What you will do: Exact copies of all the entries are required.
== Segment start ==
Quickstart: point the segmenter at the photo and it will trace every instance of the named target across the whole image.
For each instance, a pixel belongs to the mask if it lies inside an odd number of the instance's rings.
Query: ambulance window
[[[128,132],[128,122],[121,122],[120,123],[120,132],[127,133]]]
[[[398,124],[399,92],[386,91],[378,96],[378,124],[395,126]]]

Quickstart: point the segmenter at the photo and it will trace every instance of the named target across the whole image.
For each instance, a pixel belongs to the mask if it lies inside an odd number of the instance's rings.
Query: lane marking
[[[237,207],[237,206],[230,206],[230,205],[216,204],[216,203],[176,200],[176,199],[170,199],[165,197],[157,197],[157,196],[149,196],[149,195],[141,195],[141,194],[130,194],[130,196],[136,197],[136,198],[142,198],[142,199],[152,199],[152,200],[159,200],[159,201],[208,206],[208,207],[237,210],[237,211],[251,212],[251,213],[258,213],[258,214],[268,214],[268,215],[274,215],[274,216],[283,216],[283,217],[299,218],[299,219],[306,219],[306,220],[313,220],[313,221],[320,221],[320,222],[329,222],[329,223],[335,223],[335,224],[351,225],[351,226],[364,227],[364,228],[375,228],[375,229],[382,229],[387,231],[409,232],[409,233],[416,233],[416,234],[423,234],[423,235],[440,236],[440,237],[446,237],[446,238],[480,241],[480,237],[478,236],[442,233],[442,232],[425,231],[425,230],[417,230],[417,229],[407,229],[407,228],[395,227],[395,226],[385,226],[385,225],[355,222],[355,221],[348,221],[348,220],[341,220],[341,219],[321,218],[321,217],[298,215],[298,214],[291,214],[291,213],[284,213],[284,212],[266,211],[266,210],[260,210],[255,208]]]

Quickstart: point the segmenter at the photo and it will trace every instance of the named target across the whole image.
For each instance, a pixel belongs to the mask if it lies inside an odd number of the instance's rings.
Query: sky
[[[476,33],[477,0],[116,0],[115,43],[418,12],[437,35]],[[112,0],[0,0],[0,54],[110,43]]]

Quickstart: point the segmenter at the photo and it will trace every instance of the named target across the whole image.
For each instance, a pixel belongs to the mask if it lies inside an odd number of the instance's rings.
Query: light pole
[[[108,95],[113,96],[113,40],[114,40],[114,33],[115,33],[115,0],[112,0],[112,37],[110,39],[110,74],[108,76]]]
== Segment end ==
Output for this exercise:
Quickstart: point the segmenter at the photo and it will trace every instance of the named target across the whole image.
For each instance, a pixel belongs to the mask if it lies inside an odd number of the instance's rings.
Query: ambulance window
[[[128,132],[128,122],[121,122],[120,123],[120,132],[127,133]]]
[[[398,124],[399,92],[386,91],[378,96],[378,124],[395,126]]]

Quickstart: point the segmenter at the photo and it will trace every instance of the named target across the whole image.
For each instance, a pixel belongs to the mask if it lies inside an odd number of the instance's rings.
Query: lane marking
[[[237,207],[237,206],[230,206],[230,205],[216,204],[216,203],[176,200],[176,199],[170,199],[165,197],[157,197],[157,196],[149,196],[149,195],[141,195],[141,194],[130,194],[130,196],[136,197],[136,198],[142,198],[142,199],[152,199],[152,200],[159,200],[159,201],[208,206],[208,207],[237,210],[237,211],[251,212],[251,213],[258,213],[258,214],[268,214],[268,215],[274,215],[274,216],[283,216],[283,217],[299,218],[299,219],[306,219],[306,220],[313,220],[313,221],[320,221],[320,222],[329,222],[329,223],[335,223],[335,224],[351,225],[351,226],[364,227],[364,228],[375,228],[375,229],[382,229],[387,231],[409,232],[409,233],[416,233],[416,234],[423,234],[423,235],[440,236],[440,237],[446,237],[446,238],[480,241],[480,237],[478,236],[442,233],[442,232],[425,231],[425,230],[417,230],[417,229],[407,229],[407,228],[395,227],[395,226],[385,226],[385,225],[355,222],[355,221],[348,221],[348,220],[341,220],[341,219],[321,218],[321,217],[298,215],[298,214],[291,214],[291,213],[284,213],[284,212],[266,211],[266,210],[260,210],[255,208]]]

Quickstart: point the segmenter at the photo and it will trace every instance of the named target across the whole image.
For each instance, a pixel belongs to the mask if it lies inside an odd number of the instance's rings.
Query: sky
[[[476,33],[477,0],[116,0],[115,43],[418,12],[437,35]],[[112,0],[0,0],[0,54],[110,43]]]

Quickstart: point the segmenter at the photo and it will trace every instance of the named target across the whole image.
For each instance, a pixel belongs to the mask if it lies inside an odd number of the instance's rings.
Query: light pole
[[[108,95],[113,96],[113,40],[114,40],[114,33],[115,33],[115,0],[112,0],[112,37],[110,39],[110,74],[108,76]]]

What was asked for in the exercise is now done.